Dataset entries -

= = = =

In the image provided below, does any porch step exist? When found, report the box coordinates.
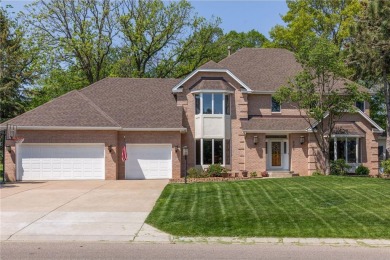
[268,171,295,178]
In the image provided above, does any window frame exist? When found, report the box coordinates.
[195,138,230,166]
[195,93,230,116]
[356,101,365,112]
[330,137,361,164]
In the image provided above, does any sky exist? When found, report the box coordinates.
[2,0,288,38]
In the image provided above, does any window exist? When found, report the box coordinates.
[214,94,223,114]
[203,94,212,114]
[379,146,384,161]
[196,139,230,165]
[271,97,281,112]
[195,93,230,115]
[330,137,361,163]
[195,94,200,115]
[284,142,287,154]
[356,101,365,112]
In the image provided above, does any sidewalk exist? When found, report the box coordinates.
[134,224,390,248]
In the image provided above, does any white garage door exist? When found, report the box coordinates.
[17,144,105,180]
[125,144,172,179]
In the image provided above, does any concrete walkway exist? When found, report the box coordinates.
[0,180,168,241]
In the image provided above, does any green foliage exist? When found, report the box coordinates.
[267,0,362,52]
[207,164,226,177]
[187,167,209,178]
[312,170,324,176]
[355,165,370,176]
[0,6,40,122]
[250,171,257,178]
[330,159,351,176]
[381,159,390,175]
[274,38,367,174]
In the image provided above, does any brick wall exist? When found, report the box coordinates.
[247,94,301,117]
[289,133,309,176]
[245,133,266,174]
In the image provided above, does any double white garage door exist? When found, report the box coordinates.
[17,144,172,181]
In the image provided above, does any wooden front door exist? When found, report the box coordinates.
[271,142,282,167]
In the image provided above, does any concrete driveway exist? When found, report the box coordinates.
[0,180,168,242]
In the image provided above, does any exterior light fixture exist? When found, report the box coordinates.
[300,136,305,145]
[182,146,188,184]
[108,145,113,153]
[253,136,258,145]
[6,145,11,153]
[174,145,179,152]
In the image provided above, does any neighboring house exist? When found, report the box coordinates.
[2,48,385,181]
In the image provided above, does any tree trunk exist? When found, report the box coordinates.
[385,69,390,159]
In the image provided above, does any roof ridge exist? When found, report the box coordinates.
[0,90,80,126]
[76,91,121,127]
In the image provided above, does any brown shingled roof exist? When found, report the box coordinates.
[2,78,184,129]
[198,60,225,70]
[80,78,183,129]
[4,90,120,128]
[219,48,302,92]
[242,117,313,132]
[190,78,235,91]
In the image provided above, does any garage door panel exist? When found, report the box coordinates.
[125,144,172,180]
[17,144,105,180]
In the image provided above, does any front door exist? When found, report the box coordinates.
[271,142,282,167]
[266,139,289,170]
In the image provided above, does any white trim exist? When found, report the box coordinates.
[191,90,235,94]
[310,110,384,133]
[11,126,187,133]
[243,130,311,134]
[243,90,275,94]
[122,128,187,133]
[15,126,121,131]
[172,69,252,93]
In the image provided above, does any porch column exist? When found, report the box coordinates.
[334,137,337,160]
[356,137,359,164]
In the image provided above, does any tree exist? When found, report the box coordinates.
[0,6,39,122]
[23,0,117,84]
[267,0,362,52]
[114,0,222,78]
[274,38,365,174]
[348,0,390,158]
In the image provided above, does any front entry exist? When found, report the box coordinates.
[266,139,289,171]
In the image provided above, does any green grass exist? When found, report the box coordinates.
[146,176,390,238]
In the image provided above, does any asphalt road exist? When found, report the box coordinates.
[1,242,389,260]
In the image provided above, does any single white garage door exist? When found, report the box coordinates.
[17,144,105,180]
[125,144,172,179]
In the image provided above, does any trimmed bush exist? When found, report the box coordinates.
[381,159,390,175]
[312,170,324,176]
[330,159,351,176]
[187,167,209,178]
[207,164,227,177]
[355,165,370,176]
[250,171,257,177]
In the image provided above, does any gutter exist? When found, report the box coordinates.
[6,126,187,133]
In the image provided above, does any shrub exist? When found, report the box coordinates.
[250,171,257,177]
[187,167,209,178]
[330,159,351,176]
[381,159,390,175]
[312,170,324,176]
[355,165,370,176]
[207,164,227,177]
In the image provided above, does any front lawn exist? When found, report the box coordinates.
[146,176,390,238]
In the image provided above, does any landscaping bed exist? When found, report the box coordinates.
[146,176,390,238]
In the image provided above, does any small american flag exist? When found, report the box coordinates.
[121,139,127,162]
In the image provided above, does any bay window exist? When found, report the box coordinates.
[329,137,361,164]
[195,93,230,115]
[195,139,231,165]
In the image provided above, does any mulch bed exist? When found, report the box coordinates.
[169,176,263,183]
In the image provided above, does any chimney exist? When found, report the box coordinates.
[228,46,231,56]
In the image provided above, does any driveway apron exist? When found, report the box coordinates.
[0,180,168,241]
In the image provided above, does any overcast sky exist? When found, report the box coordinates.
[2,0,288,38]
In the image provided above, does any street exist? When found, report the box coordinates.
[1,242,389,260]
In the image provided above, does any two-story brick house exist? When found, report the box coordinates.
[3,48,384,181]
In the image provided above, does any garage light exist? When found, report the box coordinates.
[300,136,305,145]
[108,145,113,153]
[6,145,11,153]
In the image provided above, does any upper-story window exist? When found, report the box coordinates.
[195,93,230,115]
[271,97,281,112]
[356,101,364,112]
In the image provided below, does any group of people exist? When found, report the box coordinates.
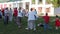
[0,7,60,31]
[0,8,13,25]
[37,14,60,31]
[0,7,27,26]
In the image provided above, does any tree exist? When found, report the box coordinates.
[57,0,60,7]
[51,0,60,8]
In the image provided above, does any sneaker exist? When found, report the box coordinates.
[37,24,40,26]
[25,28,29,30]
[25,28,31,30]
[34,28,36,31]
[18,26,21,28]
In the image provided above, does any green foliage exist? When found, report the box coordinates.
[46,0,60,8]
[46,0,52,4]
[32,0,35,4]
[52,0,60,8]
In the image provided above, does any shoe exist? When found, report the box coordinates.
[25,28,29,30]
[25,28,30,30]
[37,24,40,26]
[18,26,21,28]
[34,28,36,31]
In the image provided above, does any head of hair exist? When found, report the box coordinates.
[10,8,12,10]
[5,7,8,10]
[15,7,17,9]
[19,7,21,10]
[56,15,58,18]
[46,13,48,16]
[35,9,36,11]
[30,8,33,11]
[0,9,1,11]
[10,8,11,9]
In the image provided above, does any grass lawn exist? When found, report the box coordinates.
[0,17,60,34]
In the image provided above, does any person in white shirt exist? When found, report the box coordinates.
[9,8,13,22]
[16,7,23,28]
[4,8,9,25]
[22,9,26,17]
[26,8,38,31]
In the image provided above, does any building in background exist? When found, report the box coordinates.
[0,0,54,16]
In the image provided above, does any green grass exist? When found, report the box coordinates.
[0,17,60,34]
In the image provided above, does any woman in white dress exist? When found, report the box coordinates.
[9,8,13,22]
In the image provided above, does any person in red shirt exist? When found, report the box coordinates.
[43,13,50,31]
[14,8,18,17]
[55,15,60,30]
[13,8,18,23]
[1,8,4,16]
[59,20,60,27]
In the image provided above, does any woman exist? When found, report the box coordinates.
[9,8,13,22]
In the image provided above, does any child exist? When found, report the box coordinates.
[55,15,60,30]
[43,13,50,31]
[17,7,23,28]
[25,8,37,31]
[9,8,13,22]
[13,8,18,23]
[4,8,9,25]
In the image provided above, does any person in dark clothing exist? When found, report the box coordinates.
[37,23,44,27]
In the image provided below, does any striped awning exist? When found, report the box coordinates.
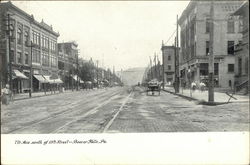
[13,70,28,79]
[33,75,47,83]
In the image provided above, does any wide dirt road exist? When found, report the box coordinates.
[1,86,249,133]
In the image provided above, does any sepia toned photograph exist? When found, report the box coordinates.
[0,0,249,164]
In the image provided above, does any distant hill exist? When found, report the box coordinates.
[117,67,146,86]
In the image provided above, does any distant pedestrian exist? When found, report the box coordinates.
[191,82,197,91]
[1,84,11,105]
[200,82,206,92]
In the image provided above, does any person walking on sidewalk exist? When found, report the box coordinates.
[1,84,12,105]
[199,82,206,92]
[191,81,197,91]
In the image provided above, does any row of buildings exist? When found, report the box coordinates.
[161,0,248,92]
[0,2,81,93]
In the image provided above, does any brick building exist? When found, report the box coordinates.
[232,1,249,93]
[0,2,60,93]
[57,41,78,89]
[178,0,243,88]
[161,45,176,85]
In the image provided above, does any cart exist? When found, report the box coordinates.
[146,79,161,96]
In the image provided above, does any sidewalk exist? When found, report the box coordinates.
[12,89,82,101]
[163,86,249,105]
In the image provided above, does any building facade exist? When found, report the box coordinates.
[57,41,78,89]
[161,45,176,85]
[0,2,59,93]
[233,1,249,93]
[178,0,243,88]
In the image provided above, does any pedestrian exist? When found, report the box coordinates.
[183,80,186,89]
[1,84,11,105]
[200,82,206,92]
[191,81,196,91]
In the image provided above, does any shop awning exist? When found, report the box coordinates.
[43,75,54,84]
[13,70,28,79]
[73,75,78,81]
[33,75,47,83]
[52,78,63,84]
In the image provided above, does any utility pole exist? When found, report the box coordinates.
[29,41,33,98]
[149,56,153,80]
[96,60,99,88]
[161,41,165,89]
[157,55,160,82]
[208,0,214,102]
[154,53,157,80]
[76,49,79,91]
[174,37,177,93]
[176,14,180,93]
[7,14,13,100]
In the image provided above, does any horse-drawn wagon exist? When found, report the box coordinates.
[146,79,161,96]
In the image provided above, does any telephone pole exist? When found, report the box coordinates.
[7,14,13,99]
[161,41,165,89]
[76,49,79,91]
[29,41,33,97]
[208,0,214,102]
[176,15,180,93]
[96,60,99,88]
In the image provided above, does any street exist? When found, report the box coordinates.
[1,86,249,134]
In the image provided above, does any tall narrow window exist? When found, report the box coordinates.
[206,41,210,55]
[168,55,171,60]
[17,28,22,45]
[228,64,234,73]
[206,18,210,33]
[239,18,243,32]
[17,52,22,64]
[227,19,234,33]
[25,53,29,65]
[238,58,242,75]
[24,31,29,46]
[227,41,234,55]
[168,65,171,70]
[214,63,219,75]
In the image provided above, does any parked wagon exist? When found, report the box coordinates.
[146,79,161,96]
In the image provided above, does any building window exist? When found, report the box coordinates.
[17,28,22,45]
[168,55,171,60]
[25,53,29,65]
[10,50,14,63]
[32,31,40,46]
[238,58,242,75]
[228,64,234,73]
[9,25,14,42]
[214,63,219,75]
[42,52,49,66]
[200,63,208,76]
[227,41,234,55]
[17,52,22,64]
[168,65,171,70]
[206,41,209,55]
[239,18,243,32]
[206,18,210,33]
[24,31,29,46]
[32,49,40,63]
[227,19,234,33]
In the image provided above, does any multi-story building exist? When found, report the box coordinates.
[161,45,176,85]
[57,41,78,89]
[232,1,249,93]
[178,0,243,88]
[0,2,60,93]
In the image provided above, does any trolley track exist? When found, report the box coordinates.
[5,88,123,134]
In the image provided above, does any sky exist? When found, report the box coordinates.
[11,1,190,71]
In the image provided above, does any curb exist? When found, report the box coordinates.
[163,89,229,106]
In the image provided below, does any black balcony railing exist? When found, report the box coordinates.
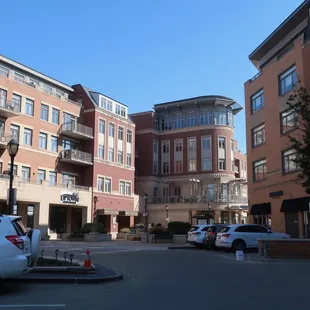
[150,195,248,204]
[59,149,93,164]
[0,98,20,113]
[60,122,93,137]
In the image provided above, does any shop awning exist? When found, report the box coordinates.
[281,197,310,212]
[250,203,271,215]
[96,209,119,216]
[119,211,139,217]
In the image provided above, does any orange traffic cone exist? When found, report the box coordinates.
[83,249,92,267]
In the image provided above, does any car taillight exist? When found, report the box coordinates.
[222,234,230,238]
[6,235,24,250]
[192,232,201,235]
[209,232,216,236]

= = = =

Your task -
Once the line containing "In the image provided above, does any multi-story" has been found, write out exactly that line and each one after it through the end of the data, leaving out every picture.

Exercise result -
In the image provided above, does any multi-story building exist? When found, report the box coordinates.
[161,45,176,85]
[57,41,78,89]
[232,1,249,93]
[178,0,243,88]
[0,2,60,93]
In the image provided above, does any trolley track exist? When found, report the box coordinates.
[5,88,123,134]
In the image provided above, does any sky exist? When found, report the box coordinates.
[11,1,190,71]
In the image provided above, does any curb exist? When found, report the box coordinates.
[163,89,229,106]
In the image provided below, does any black balcony railing exist? When found, report the box coordinates.
[150,195,248,204]
[59,149,93,164]
[0,98,20,113]
[60,122,93,137]
In the image provided above, does any shop awning exist? When found, report the box coordinates.
[281,197,310,212]
[250,203,271,215]
[96,209,119,216]
[119,211,139,217]
In the image provided above, does any orange traffic cone exist? When found, report the box coordinates.
[83,249,92,267]
In the image provided above, does any car taillight exist? When found, report the box coordinates.
[222,234,230,238]
[6,235,24,250]
[192,232,201,235]
[209,232,216,236]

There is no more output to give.